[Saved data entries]
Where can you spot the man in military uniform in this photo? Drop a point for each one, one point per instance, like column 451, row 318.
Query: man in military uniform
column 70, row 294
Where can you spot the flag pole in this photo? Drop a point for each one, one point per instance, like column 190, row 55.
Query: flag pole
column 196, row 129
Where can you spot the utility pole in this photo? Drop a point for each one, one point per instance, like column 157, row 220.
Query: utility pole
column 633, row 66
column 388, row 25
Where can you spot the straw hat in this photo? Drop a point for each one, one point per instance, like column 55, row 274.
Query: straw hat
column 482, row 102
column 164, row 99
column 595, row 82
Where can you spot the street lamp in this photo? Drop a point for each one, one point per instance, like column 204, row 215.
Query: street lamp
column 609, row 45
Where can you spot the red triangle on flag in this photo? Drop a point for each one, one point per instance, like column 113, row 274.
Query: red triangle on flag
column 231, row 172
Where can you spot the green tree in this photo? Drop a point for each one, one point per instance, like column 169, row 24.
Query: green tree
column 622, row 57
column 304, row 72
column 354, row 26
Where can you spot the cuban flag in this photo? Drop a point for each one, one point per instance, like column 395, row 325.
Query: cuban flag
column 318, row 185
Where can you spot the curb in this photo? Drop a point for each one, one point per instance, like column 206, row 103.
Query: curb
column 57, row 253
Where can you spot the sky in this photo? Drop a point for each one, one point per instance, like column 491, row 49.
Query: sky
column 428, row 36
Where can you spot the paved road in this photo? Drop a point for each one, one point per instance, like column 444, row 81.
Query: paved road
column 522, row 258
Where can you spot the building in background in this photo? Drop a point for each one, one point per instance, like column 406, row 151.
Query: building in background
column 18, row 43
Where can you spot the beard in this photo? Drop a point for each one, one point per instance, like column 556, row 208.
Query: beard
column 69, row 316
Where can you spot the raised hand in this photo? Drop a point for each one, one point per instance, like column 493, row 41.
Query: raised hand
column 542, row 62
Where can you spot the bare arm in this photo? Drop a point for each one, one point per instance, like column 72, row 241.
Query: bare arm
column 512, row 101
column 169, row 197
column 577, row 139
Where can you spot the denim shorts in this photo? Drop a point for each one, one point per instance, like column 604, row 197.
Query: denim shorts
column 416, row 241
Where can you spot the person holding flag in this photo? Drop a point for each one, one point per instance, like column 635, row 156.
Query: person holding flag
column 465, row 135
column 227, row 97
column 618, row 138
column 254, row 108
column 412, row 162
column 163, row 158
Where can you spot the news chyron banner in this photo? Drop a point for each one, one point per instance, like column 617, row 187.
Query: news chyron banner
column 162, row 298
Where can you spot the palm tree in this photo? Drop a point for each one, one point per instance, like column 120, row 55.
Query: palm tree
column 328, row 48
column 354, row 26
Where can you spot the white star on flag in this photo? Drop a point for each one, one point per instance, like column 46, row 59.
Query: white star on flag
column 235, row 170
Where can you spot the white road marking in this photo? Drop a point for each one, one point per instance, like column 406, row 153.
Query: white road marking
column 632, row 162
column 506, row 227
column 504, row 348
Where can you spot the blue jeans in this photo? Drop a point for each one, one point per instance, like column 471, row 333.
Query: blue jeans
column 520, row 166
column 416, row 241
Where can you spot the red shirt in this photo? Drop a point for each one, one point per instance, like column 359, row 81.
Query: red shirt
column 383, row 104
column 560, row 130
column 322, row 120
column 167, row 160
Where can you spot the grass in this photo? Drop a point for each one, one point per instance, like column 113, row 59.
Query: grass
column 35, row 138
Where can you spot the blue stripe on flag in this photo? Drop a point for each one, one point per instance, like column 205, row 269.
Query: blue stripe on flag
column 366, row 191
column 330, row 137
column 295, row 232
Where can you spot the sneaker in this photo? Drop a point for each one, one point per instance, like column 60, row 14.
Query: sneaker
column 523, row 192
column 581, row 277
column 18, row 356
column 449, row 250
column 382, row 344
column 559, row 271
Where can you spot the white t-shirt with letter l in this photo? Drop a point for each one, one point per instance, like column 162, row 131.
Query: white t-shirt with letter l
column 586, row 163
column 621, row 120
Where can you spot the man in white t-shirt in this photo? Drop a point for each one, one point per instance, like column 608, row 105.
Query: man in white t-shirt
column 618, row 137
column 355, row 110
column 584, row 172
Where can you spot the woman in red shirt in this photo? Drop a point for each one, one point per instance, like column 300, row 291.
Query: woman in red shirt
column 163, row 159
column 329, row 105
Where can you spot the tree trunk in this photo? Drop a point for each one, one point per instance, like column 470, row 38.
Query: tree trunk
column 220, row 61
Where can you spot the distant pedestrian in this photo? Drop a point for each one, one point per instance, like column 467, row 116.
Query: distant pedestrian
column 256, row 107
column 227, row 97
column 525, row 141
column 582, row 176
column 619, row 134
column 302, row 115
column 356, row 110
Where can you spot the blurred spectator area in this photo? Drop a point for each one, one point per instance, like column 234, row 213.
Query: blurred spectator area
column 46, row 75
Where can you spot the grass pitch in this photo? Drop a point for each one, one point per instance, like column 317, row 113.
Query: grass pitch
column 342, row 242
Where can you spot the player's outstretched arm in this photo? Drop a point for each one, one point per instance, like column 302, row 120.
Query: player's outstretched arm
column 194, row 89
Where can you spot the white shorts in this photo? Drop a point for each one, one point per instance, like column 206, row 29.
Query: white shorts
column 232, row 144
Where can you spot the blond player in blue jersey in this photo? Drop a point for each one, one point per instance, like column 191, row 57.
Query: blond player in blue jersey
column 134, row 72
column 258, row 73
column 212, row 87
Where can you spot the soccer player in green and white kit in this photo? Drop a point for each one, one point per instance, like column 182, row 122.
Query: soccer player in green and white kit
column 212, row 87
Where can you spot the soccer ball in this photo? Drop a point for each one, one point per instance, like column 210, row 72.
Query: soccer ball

* **WHAT IS EXPECTED**
This exercise calls for every record to be restated word for word.

* **WRITTEN ANSWER**
Where can you spot the man in military uniform in this photo? Drop a point for each one, one point per instance, like column 451, row 318.
Query: man in military uniform
column 70, row 294
Where can you spot the flag pole in this photo? Drop a point for each one, one point per instance, like column 190, row 55.
Query: flag pole
column 196, row 129
Where can you spot the utility pole in this photo? Drop a point for each one, one point per instance, like column 157, row 220.
Query: utility pole
column 633, row 66
column 388, row 25
Where can you spot the straw hat in this photo? Drop a point for each one, one point per instance, like column 55, row 274.
Query: straw hat
column 482, row 102
column 164, row 99
column 595, row 82
Where can you spot the street lamp in this photo? Drop a point for each one, one point per instance, like column 204, row 215.
Query: street lamp
column 609, row 45
Where can you spot the red triangle on flag in this photo? Drop a point for each one, one point per instance, like column 113, row 274.
Query: red triangle on flag
column 231, row 172
Where can you spot the green tree in this photo? Drop a point for each one, one point per instance, like column 169, row 24.
Query: green tree
column 622, row 57
column 304, row 72
column 354, row 26
Where can you spot the cuban flag in this photo? Drop a point for each one, one point per instance, like column 395, row 325.
Query: cuban flag
column 318, row 185
Where can you spot the curb in this photo? Drop a point for each one, one point per instance, like column 206, row 103.
Query: curb
column 57, row 253
Where can you spot the sky in this photo? Drop a point for each one, one point per instance, like column 491, row 49.
Query: sky
column 428, row 36
Where can you spot the paved road in this photo? Drop a point for each one, one point per instance, like column 444, row 81.
Query: paved road
column 522, row 258
Where can you spot the building in background in this photo? Drop a point for each one, one point per instance, like column 406, row 151.
Query: building in background
column 18, row 43
Where can you spot the beard in this photo? Drop a point for each one, one point per instance, like column 556, row 208.
Query: beard
column 69, row 316
Where can you spot the raised hand in this photo? Drop a point for each one, one point per instance, like column 493, row 41.
Query: raised hand
column 542, row 62
Where can you spot the bare arm in this photo? Drop a point for each one, one point per instance, like column 72, row 241.
Query: bare arm
column 512, row 101
column 169, row 197
column 577, row 139
Where can you spot the denim shorts in this photo? Drop a point for each one, one point per instance, like column 604, row 197.
Query: denim shorts
column 416, row 241
Where can you spot the person holding flag in this photo? Drop a point for each one, one point per instance, like column 635, row 156.
Query: person holding flag
column 465, row 135
column 227, row 97
column 618, row 138
column 254, row 108
column 412, row 162
column 163, row 158
Where can you spot the news chyron banner in this photo? Drop a point for each one, one point per instance, like column 617, row 187.
Query: news chyron banner
column 162, row 298
Where can you spot the palm tree in this photo? Drop a point for each one, one point per instance, like column 120, row 55.
Query: palm tree
column 328, row 48
column 354, row 26
Where can you spot the white star on flag in this photo? Drop a point for each one, one point per instance, like column 46, row 59.
Query: white star on flag
column 235, row 170
Where can you spot the white road marking in this photo? Drop a point for each one, one point per instance, like column 406, row 153.
Query: white road marking
column 632, row 162
column 506, row 227
column 504, row 348
Where can you spot the blue jeans in this photo? Drop a point for each one, one point per instance, like column 471, row 333.
Query: blue jeans
column 520, row 166
column 416, row 241
Where can you spot the red shirt in this photo? Drop a point for each one, one point per instance, like column 359, row 81.
Query: red shirt
column 383, row 104
column 560, row 130
column 322, row 120
column 167, row 160
Where can you spot the grass in this photo? Drop a point for each one, one point per instance, like column 113, row 59.
Query: grass
column 35, row 138
Where can you spot the blue stripe on flag in this photo? Drop a point for each one, one point per instance, like column 205, row 269.
Query: blue stripe on flag
column 366, row 191
column 330, row 137
column 295, row 232
Where can you spot the sneaker in this photo? Drop a point for each one, one point per instance, like column 60, row 14.
Query: sneaker
column 523, row 192
column 581, row 277
column 18, row 356
column 449, row 250
column 382, row 344
column 559, row 271
Where can you spot the white t-shirt with letter l in this photo? Drop a point for each one, one point per instance, like column 162, row 131.
Query: white t-shirt with letter l
column 586, row 163
column 621, row 120
Where can you spot the man in white t-shirt in this photo? Drop a point for each one, one point per instance, like column 608, row 105.
Query: man in white t-shirt
column 618, row 137
column 355, row 110
column 584, row 172
Where can you spot the woman in red shirt in this photo? Drop a point for each one, one point per instance, like column 300, row 291.
Query: woman in red shirt
column 163, row 159
column 329, row 105
Where can you spot the tree trunk in this photo? Drop a point for each one, one point per instance, like column 470, row 38.
Query: tree trunk
column 220, row 61
Where can you spot the distant pedestrian in this photo? Drop a point for each one, one point per instance, like column 467, row 116.
Query: distant pedestrian
column 256, row 107
column 227, row 97
column 525, row 141
column 582, row 176
column 619, row 134
column 302, row 115
column 356, row 110
Where can you spot the blurred spectator area in this photo? Drop a point for each one, one point per instance, like column 234, row 213.
Query: blurred spectator area
column 46, row 75
Where can you spot the grass pitch in this photo? Drop a point for each one, one point per instance, like column 317, row 113.
Query: grass pitch
column 342, row 242
Where can you spot the player's outstretched arm in this photo? Drop a point for each one, one point per instance, like column 302, row 120.
Query: player's outstretched arm
column 194, row 89
Where can you spot the white shorts in this photo? Drop a point for each one, one point per instance, like column 206, row 29.
Query: white shorts
column 232, row 144
Where can you spot the blond player in blue jersey in this photo? Drop a point for each one, one point per instance, like column 191, row 57.
Query: blond player in blue jersey
column 134, row 72
column 258, row 73
column 212, row 87
Where can you spot the soccer player in green and white kit in this photo? Drop a point for each one, one point per instance, like column 182, row 122.
Query: soccer player in green and white kit
column 212, row 87
Where can you spot the soccer ball in this photo? Drop a point for each one, one point per instance, like column 210, row 72.
Query: soccer ball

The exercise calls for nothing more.